_What you should do_
Return every line in the material below that contains the string "cloud". Letter case counts.

[Dataset records]
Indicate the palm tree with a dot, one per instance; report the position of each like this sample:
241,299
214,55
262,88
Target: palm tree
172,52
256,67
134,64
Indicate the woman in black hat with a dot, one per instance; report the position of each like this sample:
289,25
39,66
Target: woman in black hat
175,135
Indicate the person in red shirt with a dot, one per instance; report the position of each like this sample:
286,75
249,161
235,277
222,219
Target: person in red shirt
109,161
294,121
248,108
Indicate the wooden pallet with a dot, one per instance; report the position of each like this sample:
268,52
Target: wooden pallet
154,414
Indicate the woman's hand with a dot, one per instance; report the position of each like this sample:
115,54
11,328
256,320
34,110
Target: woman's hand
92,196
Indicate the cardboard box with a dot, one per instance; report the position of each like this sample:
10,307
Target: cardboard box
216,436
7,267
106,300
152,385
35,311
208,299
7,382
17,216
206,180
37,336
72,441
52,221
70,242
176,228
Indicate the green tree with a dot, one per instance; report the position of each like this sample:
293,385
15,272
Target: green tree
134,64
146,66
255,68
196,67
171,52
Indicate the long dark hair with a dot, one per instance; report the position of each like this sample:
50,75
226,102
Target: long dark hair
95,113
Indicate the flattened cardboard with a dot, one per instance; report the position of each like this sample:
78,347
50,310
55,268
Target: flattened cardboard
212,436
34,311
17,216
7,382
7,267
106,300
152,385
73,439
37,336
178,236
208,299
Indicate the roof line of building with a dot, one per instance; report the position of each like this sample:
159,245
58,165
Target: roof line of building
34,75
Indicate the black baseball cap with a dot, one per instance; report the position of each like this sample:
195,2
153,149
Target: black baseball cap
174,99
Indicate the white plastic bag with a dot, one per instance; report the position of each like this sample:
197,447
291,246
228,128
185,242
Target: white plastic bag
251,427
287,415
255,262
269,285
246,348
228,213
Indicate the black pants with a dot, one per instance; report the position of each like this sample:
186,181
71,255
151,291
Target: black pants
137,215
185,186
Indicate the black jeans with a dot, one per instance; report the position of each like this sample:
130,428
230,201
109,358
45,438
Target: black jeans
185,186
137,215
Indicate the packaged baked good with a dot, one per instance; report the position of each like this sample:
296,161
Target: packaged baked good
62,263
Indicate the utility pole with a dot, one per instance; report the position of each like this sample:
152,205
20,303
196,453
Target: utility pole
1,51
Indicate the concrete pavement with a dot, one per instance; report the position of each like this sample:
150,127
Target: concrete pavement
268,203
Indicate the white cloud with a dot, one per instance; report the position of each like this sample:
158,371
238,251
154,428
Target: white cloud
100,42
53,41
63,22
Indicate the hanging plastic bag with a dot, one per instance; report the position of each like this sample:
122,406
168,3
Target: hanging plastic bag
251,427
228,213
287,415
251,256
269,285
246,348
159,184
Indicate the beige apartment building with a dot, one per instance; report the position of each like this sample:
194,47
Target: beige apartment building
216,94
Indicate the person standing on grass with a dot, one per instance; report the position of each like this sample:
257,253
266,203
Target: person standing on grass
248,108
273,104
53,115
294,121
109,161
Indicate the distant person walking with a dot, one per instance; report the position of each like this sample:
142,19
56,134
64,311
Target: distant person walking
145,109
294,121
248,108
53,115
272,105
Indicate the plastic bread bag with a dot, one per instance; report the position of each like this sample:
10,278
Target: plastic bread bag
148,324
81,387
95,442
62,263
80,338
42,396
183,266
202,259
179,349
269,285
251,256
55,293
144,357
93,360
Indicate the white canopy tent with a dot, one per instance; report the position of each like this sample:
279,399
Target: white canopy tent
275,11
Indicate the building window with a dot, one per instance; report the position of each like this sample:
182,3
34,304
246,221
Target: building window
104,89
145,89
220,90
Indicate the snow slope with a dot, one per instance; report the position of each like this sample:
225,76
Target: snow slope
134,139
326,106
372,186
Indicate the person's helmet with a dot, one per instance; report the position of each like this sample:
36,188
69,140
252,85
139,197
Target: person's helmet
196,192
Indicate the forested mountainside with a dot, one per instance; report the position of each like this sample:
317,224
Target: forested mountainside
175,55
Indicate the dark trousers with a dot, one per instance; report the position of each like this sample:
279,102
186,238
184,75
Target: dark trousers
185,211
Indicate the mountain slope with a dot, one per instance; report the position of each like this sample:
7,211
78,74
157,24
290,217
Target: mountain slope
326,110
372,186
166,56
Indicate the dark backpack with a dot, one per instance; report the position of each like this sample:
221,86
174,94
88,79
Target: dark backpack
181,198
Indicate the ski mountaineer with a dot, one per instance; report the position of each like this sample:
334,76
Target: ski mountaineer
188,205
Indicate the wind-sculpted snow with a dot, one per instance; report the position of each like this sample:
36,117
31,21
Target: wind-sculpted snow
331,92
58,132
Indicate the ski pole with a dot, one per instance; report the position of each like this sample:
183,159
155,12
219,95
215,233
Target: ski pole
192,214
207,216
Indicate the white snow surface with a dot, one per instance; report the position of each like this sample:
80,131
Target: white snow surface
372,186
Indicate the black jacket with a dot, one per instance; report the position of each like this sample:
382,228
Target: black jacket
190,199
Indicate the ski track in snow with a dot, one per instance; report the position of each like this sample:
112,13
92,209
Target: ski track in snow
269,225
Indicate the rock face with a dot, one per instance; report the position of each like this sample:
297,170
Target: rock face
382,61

* * *

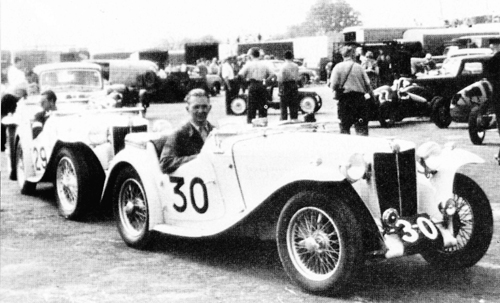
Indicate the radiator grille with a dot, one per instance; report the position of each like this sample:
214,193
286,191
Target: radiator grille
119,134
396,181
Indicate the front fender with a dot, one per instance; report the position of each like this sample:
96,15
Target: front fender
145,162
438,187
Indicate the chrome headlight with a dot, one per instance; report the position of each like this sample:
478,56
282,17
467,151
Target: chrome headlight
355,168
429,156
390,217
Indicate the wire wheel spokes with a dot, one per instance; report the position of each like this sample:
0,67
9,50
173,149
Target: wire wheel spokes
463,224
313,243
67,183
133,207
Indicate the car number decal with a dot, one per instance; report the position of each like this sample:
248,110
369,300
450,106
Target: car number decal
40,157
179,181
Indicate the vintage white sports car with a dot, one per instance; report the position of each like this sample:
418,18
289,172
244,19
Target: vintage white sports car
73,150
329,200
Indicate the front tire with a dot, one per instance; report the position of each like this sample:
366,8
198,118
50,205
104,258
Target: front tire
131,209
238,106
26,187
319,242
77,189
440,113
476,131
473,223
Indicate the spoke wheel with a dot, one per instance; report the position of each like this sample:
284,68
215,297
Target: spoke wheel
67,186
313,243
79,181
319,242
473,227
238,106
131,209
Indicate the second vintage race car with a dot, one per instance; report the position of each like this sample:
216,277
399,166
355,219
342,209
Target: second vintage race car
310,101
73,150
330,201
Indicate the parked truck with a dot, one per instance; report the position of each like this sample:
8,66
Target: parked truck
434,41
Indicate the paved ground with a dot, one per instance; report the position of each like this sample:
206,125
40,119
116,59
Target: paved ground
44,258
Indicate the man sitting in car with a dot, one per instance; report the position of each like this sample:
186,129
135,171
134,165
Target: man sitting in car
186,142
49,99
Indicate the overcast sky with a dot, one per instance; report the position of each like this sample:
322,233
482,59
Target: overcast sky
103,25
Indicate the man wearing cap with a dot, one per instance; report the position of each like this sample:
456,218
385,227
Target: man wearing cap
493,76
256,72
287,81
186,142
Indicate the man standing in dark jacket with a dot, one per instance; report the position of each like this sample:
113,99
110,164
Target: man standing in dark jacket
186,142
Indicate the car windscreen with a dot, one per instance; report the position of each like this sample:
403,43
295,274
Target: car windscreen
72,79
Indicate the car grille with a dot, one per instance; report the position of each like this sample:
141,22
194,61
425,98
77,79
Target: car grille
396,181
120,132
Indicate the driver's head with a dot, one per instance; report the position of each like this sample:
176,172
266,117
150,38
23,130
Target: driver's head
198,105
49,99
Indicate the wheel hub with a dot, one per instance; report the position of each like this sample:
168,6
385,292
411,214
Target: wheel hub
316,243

_Answer to the exercise_
Indicate the white cloud with a dot, one per instance; report the position of each like this sample:
Target: white cloud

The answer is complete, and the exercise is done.